--- GIVEN DATA Enclosed Below ---

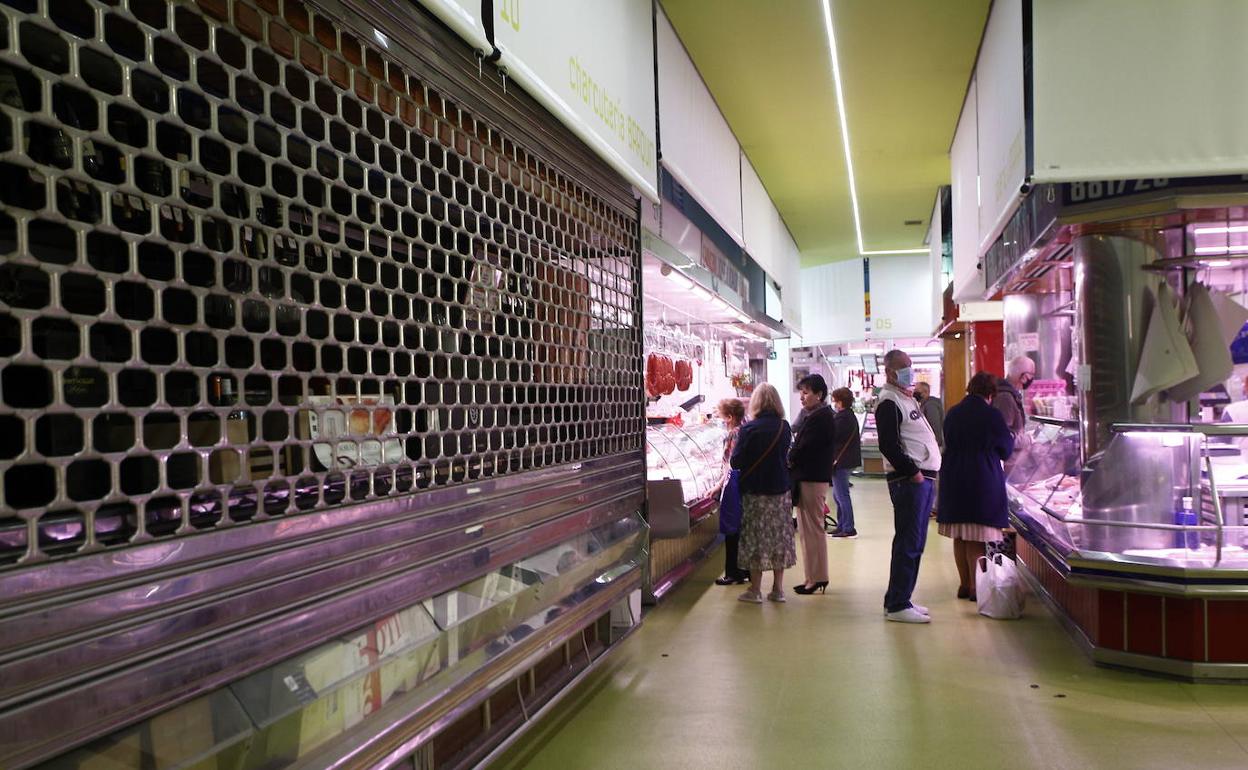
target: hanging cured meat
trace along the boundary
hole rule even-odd
[[[651,398],[658,398],[663,394],[659,389],[661,369],[657,355],[651,353],[646,356],[646,395]]]
[[[676,365],[669,356],[659,356],[659,392],[668,395],[676,390]]]
[[[693,385],[693,364],[681,359],[676,362],[676,389],[689,390],[691,385]]]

--- End of Enclosed GIVEN DATA ---

TRY IT: Every entry above is to be transcribed exactly, with all pictures left out.

THE ANSWER:
target: hanging cured meat
trace along the boundary
hole rule even-odd
[[[651,398],[658,398],[663,394],[659,389],[661,369],[657,355],[651,353],[646,356],[646,395]]]
[[[676,365],[669,356],[659,356],[659,392],[668,395],[676,390]]]
[[[693,385],[693,364],[681,359],[676,362],[676,389],[689,390],[691,385]]]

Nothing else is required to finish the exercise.